_Sayfa_:

* * * *

İlkokul yıllarımda 5 yıl boyunca her hafta 5 kez andımızı, en az 2 kez de İstiklal Marşı’nı okuyanlardanım. Ankara’nın en soğuk günlerinde bile bizleri asker içtiması gibi sıraya dizmeye çalışırlardı. Sınıflar tabur mantığıyla hiza alırlardı. Bu iş bazen 10 dakika, bazense onlarca dakika alırdı.
Öğretmenler, “çocuğum konuşma, sus, kıpırdama, gülme” diye bağırarak minik çocukları kıpırdamayan, konuşmayan, gülmeyen birer yetişkine çevirmeye çalışırlardı... Bazı günler müdür veya bir müdür yardımcısı kürsüye çıkar tüm okulu azarlardı...
Aynı anlayış ortaokulda ve lisede devam etti. Bazen saçlar uzun diye, bazen çok konuşma oluyor diye, bazense anlamadığımız nedenlerle azar işittik, kötü sözler duyduk... Ama her sabah bağrış çağrış ve ardından yüksek sesle, kendimizi parçalarcasına okumamız istenen andımız veya marşımız değişmez klasiğimiz gibiydi.

* * * *

_Görev listesi_:
#1 Andımız üzerine yazıdan “İlkokul yıllarımda 5” ifadesiyle başlayıp “değişmez klasiğimiz gibiydi.” ifadesine kadar, bu ifade de dahil, uzanan bölümü olduğu gibi yaz.
#2 Andımız üzerine yazıya göre, ilkokul yıllarında andımız her hafta kaç kez okunuyordu?

Nesne konumu etiketleme satırları:
* * * *

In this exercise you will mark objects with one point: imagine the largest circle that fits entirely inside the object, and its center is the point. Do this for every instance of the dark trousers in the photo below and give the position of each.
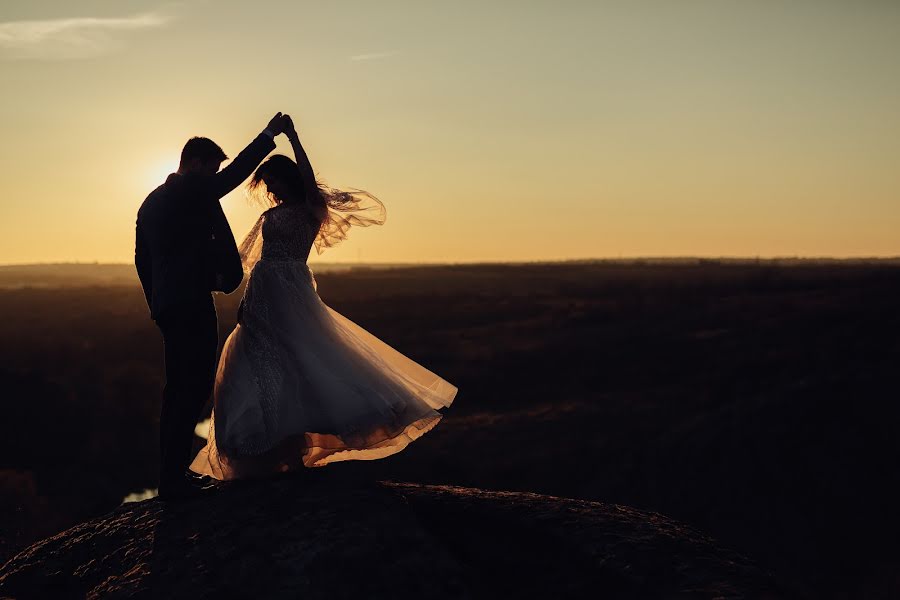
(191, 338)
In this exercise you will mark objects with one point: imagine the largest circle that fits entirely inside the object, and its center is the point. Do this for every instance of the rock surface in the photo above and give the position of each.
(312, 536)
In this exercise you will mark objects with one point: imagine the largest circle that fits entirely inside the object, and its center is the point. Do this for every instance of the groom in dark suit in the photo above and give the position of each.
(184, 251)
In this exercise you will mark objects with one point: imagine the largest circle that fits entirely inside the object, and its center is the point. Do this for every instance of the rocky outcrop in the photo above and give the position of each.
(313, 536)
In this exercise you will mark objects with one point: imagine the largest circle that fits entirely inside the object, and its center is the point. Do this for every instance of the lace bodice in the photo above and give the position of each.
(288, 233)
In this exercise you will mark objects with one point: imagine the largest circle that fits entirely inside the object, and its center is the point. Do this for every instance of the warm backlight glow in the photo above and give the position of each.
(490, 131)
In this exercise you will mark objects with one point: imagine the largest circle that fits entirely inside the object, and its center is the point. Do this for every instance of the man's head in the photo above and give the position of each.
(201, 155)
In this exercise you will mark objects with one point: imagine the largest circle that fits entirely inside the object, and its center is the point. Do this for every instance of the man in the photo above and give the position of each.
(184, 251)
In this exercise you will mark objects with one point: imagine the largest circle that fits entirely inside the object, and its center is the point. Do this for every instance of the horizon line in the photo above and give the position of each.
(623, 258)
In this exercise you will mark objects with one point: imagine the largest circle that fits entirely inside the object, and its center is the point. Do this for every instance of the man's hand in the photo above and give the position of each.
(276, 125)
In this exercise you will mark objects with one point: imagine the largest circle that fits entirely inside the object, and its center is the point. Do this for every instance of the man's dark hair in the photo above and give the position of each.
(201, 148)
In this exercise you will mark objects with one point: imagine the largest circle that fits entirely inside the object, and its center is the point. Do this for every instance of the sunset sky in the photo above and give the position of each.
(505, 130)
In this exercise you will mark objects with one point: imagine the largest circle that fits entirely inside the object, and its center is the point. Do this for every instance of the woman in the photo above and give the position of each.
(298, 384)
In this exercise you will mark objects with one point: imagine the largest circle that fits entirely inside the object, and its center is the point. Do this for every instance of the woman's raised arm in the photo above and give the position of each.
(309, 178)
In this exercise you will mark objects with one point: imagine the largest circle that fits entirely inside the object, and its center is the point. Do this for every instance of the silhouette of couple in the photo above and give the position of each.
(297, 385)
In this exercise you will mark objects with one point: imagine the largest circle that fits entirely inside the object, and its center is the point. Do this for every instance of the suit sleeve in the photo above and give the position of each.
(242, 166)
(142, 262)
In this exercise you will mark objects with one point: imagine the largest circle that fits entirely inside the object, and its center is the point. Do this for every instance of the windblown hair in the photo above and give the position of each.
(336, 211)
(203, 149)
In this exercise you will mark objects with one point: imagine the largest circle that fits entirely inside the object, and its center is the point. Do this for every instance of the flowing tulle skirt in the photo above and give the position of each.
(300, 385)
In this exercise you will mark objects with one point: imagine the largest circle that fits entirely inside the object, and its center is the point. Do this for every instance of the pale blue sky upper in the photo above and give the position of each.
(491, 130)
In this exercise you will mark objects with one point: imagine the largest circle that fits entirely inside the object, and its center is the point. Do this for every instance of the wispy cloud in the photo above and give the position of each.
(71, 38)
(373, 55)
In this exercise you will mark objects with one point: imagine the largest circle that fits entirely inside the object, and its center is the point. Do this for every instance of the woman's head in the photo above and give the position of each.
(278, 181)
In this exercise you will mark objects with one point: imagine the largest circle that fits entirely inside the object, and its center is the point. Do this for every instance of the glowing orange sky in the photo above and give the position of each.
(491, 131)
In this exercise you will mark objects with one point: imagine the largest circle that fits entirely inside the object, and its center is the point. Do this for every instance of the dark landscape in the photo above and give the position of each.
(754, 401)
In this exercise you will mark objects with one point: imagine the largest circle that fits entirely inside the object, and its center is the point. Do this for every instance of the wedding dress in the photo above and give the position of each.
(299, 384)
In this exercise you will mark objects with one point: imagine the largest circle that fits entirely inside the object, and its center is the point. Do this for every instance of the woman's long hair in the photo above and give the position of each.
(282, 169)
(336, 210)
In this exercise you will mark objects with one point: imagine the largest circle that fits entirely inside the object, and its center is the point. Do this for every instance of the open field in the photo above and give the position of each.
(755, 400)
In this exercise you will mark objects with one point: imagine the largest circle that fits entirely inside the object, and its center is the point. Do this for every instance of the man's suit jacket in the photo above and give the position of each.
(184, 248)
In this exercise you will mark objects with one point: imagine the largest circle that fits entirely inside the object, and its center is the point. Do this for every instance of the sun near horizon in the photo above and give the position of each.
(491, 133)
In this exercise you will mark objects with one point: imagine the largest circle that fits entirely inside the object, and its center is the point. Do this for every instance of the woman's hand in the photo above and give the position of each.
(289, 128)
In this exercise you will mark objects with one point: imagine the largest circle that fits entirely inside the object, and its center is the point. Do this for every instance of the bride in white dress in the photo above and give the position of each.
(299, 384)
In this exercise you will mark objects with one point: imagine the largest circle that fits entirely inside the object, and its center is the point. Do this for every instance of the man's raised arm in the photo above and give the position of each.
(249, 158)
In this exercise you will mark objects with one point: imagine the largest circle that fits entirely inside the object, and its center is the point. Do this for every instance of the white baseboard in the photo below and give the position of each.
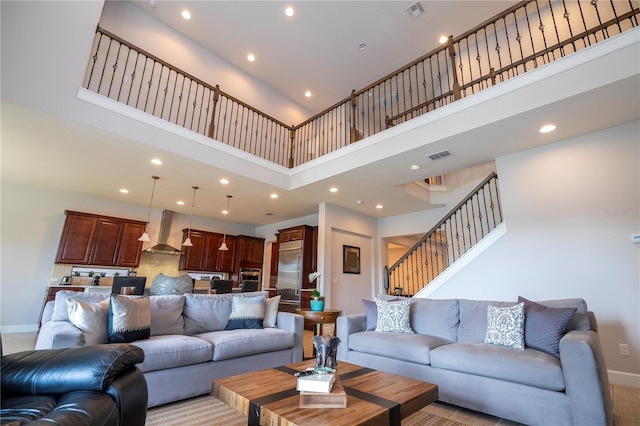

* * * *

_Alıştırma çözümleri_:
#1
İlkokul yıllarımda 5 yıl boyunca her hafta 5 kez andımızı, en az 2 kez de İstiklal Marşı’nı okuyanlardanım. Ankara’nın en soğuk günlerinde bile bizleri asker içtiması gibi sıraya dizmeye çalışırlardı. Sınıflar tabur mantığıyla hiza alırlardı. Bu iş bazen 10 dakika, bazense onlarca dakika alırdı.
Öğretmenler, “çocuğum konuşma, sus, kıpırdama, gülme” diye bağırarak minik çocukları kıpırdamayan, konuşmayan, gülmeyen birer yetişkine çevirmeye çalışırlardı... Bazı günler müdür veya bir müdür yardımcısı kürsüye çıkar tüm okulu azarlardı...
Aynı anlayış ortaokulda ve lisede devam etti. Bazen saçlar uzun diye, bazen çok konuşma oluyor diye, bazense anlamadığımız nedenlerle azar işittik, kötü sözler duyduk... Ama her sabah bağrış çağrış ve ardından yüksek sesle, kendimizi parçalarcasına okumamız istenen andımız veya marşımız değişmez klasiğimiz gibiydi.

#2 Her hafta 5 kez.